Kulinarisches aus Belgien: Das sind Pralinen, ungewöhnliche Biere, Fritten. Damit ist die Liste der Köstlichkeiten auch fast schon abgeschlossen. Aber da gibt es noch was: Belgische Weine. Angebaut wird zwar nur in einer kleinen Region, aber mit guter Qualität.

Von Sven-Claude Bettinger |
    Vor 15 Jahren war der niederländische Geschäftsmann Jaap van Rennes mit seinem Leben unzufrieden. Er verkaufte seine Supermarktkette und erwarb in der Nähe der belgischen Stadt Tongeren das Schloss Genoels-Elderen. In alten Archiven entdeckte er Hinweise darauf, dass hier einst Wein angebaut worden war. Der Weinkenner ließ einen befreundeten Winzer aus dem Burgund kommen und stellte fest:

    "Der Terroir ist sehr spezial hier. Das ist das Glück, das wir haben. Das ist ein Stückchen Erde, das ist durch Gott geschaffen für Weinbau, sage ich immer."

Lokalisierungsdaten mit einem Punkt pro Instanz
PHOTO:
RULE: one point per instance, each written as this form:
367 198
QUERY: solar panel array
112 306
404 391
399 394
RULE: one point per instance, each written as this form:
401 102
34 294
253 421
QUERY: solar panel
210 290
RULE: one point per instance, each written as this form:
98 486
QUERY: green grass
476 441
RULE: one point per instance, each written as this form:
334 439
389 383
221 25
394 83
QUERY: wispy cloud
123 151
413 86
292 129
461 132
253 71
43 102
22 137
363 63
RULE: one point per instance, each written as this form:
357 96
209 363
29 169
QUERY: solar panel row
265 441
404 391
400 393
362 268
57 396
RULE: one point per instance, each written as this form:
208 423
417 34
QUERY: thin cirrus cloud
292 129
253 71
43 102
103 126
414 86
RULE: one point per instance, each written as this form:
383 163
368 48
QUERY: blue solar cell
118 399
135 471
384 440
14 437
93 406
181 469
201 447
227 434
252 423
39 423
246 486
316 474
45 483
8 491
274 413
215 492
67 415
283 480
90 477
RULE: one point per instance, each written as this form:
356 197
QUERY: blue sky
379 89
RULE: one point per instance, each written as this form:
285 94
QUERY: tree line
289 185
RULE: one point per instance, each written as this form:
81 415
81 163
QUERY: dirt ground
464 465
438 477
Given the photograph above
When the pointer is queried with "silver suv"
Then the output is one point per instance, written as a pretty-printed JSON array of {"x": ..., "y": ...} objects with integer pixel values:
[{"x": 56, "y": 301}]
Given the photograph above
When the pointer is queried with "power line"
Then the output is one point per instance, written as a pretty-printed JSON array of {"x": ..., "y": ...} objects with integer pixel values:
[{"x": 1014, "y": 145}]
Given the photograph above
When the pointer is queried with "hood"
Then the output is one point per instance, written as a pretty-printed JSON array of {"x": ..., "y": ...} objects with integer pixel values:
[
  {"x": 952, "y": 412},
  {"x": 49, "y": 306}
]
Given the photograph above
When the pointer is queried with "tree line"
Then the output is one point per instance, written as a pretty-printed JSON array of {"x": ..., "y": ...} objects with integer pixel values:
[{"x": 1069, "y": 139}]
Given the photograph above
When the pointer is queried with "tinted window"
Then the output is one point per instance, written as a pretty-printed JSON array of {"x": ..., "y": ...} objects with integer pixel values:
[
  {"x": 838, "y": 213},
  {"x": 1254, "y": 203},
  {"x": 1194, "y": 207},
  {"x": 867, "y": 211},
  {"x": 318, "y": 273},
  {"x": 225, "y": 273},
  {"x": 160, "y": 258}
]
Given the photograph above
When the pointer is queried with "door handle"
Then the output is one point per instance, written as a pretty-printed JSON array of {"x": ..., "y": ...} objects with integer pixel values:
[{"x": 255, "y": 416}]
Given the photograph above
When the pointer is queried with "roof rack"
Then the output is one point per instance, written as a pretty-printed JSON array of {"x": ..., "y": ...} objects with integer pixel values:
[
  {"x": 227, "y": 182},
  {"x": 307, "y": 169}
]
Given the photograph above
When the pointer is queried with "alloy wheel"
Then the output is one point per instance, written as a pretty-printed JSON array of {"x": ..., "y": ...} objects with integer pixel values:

Arbeitsauftrag 1: Was verkaufte Jaap van Rennes laut dem Text über belgische Weine, bevor er das Schloss Genoels-Elderen erwarb?
Arbeitsauftrag 2: Geben Sie aus dem Text über belgische Weine den Abschnitt zwischen „Kulinarisches aus Belgien: Das“ und „mit guter Qualität.“ einschließlich wortgetreu wieder.
Die Zeilen spielen hierfür keine Rolle.

Endgültige Antwort 1: Seine Supermarktkette.

Endgültige Antwort 2:
Kulinarisches aus Belgien: Das sind Pralinen, ungewöhnliche Biere, Fritten. Damit ist die Liste der Köstlichkeiten auch fast schon abgeschlossen. Aber da gibt es noch was: Belgische Weine. Angebaut wird zwar nur in einer kleinen Region, aber mit guter Qualität.